The input:
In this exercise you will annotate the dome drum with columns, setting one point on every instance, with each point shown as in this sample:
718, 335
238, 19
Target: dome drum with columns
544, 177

Your task: Rewrite every line of the records, requests included, and multiply each point coordinate in the answers by 0.55, rounding to whole numbers with halves going up. Leave the numbers in the requests and their format samples as they are.

Response for this exercise:
In this exercise you will annotate the dome drum with columns, setting one point on every instance, with each point shown as in this sample:
718, 335
238, 19
Target: dome drum with columns
299, 97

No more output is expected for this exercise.